─── Source data ───

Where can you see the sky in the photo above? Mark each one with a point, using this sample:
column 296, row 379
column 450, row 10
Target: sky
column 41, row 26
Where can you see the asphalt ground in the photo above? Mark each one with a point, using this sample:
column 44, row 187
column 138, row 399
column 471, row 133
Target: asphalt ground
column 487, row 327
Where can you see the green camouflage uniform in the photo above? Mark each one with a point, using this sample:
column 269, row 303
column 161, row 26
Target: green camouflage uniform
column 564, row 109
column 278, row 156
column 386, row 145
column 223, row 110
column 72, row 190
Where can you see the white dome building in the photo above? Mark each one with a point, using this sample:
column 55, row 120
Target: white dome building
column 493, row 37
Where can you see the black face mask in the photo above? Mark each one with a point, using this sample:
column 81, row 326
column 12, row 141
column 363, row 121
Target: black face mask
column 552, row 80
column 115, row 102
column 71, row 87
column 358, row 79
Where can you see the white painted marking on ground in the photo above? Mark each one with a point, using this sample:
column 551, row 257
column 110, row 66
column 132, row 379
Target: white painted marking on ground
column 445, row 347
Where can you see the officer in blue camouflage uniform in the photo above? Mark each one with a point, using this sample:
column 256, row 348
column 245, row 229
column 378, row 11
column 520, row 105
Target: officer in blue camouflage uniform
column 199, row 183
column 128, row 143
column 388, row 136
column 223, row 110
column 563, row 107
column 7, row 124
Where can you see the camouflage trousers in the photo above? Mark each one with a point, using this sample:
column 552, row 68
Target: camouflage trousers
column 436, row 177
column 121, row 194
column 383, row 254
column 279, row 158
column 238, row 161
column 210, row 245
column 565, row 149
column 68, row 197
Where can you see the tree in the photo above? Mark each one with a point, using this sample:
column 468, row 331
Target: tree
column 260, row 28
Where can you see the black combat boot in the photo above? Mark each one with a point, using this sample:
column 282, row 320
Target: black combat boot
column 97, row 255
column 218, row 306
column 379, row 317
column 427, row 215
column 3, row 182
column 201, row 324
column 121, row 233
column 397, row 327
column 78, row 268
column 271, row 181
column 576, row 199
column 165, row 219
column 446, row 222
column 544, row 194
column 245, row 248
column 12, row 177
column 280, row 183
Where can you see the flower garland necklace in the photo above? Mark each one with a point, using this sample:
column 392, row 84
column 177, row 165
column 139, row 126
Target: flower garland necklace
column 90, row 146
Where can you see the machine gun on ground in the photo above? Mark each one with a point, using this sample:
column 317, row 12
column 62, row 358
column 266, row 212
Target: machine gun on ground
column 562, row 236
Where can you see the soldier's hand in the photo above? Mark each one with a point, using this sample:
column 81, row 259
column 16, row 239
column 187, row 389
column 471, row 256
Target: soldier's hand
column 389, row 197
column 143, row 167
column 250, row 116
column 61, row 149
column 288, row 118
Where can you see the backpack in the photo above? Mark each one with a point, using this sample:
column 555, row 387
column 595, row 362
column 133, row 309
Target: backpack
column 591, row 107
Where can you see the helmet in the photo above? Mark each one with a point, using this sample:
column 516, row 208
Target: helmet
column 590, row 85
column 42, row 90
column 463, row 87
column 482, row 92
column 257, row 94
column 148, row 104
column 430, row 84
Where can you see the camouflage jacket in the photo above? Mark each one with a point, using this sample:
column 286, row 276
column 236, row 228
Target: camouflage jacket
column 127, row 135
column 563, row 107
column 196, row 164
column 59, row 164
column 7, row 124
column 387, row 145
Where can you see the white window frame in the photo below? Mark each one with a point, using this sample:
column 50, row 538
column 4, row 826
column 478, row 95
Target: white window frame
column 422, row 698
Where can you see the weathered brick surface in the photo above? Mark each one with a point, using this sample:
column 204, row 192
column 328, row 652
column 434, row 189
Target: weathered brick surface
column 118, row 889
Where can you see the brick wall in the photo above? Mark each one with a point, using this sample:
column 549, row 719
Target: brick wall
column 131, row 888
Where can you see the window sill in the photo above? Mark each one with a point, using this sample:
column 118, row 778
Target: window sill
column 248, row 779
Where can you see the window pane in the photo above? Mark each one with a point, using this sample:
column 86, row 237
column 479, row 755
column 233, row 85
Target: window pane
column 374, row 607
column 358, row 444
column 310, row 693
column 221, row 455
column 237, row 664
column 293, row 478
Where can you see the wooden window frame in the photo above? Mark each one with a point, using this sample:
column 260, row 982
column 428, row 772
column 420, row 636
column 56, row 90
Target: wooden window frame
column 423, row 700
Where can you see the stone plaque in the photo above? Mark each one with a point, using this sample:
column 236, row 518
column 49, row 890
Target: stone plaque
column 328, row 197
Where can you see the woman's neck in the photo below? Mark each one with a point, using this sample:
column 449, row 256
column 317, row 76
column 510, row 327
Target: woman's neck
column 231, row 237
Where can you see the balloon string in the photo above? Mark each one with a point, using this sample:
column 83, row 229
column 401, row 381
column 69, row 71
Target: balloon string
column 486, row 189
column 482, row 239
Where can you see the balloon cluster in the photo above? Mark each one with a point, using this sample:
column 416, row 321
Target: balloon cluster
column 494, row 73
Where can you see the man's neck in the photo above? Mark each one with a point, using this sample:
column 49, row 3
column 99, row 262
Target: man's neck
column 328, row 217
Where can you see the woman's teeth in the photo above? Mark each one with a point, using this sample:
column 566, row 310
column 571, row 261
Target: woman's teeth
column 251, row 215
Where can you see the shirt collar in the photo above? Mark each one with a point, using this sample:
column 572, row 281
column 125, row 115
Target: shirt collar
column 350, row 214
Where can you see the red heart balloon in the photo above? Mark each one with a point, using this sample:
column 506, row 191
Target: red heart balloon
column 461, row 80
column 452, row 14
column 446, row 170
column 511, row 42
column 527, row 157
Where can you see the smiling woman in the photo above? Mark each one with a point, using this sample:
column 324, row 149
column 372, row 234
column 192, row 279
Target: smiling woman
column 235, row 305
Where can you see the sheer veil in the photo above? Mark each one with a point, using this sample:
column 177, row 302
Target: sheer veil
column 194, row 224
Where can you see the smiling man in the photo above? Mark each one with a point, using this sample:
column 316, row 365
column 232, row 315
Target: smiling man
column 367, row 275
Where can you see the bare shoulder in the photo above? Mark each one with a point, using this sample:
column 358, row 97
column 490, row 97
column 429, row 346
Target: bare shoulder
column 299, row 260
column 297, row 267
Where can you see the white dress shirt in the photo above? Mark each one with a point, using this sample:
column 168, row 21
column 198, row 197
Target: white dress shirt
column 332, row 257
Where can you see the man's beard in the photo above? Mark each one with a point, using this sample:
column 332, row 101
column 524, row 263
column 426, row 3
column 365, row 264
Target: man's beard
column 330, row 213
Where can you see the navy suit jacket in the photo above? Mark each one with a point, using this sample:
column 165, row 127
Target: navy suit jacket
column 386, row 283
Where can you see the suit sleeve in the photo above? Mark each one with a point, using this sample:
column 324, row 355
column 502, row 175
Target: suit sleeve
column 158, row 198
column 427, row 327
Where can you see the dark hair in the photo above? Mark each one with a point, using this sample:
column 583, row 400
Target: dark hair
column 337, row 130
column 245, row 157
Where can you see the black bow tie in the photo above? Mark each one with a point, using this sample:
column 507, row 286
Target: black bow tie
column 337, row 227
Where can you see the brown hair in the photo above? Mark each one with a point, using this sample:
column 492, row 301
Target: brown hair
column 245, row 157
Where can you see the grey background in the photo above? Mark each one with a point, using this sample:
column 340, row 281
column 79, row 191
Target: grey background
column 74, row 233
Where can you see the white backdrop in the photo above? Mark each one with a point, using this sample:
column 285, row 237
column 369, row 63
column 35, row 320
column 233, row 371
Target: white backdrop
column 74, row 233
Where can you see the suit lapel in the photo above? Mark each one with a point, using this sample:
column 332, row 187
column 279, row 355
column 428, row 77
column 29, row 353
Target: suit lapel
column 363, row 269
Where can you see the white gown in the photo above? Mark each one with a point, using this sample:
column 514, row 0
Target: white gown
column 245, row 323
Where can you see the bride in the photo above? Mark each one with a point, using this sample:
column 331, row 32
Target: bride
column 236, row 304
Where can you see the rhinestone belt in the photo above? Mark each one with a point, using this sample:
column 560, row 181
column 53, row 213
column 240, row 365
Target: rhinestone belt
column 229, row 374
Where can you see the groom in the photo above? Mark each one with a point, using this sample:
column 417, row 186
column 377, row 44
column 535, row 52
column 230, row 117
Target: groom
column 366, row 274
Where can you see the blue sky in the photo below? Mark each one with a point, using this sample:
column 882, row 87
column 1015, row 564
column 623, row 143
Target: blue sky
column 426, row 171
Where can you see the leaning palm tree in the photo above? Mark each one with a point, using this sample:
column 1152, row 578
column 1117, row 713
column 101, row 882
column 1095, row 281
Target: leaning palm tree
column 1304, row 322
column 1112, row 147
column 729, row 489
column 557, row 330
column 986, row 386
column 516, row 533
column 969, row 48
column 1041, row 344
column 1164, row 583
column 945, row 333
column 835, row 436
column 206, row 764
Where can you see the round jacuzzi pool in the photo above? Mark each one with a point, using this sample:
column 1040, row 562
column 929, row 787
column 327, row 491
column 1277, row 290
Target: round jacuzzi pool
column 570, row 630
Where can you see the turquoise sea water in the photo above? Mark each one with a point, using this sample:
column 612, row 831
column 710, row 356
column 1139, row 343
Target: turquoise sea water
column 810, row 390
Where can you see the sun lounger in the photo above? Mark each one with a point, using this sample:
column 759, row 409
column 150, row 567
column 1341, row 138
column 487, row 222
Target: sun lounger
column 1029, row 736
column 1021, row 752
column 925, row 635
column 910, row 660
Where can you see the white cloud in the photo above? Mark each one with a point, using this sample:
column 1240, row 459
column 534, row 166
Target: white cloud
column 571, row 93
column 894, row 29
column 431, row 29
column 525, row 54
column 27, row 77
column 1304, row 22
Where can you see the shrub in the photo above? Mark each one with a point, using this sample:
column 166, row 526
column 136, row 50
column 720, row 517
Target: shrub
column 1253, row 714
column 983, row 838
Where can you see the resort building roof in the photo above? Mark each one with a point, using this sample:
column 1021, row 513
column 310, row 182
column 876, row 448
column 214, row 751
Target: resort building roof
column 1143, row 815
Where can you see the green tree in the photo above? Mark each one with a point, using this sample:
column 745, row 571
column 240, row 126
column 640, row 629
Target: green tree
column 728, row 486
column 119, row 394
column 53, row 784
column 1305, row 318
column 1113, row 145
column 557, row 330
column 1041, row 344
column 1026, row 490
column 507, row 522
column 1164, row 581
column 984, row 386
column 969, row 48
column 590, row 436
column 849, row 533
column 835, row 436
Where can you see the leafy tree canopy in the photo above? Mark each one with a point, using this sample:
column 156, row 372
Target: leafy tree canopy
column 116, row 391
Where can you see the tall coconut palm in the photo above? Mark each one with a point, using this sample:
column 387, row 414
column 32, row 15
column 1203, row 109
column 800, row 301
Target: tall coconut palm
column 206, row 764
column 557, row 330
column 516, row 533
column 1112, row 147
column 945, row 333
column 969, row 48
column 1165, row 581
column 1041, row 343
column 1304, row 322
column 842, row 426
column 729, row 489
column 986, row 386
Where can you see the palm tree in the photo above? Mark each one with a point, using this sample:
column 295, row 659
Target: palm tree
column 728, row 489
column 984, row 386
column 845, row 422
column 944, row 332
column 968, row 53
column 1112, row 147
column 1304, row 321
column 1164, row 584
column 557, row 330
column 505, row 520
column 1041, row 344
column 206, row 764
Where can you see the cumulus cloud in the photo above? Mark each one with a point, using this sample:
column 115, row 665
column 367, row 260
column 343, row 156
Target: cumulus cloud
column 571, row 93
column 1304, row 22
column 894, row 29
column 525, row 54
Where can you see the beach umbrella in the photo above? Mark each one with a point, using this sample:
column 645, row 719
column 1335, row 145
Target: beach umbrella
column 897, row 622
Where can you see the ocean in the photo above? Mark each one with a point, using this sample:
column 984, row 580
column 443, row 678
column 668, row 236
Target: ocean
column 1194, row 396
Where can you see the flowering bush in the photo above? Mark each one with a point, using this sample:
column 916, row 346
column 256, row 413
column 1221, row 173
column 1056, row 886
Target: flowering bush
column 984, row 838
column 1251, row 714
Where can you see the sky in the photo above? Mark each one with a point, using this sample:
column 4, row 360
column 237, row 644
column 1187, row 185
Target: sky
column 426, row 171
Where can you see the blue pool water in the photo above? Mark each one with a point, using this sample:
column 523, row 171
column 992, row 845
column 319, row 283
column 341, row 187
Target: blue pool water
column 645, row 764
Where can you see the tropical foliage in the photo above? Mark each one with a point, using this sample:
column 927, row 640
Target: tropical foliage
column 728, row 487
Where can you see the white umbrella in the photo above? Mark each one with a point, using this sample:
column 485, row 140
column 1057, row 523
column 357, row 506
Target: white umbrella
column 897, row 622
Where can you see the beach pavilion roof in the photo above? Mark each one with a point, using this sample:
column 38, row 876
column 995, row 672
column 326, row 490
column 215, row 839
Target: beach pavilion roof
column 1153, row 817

───

◆ Given exercise ◆
Can you quote verbatim every line from the beginning of the items through the line containing "column 487, row 327", including that line?

◆ Task output ◆
Where can you see the sky in the photo above? Mark each one with a point, using this sample:
column 296, row 379
column 450, row 10
Target: sky
column 41, row 26
Where can you see the asphalt ground in the photo above? Mark each one with a point, using this sample:
column 44, row 187
column 138, row 399
column 471, row 133
Target: asphalt ground
column 487, row 327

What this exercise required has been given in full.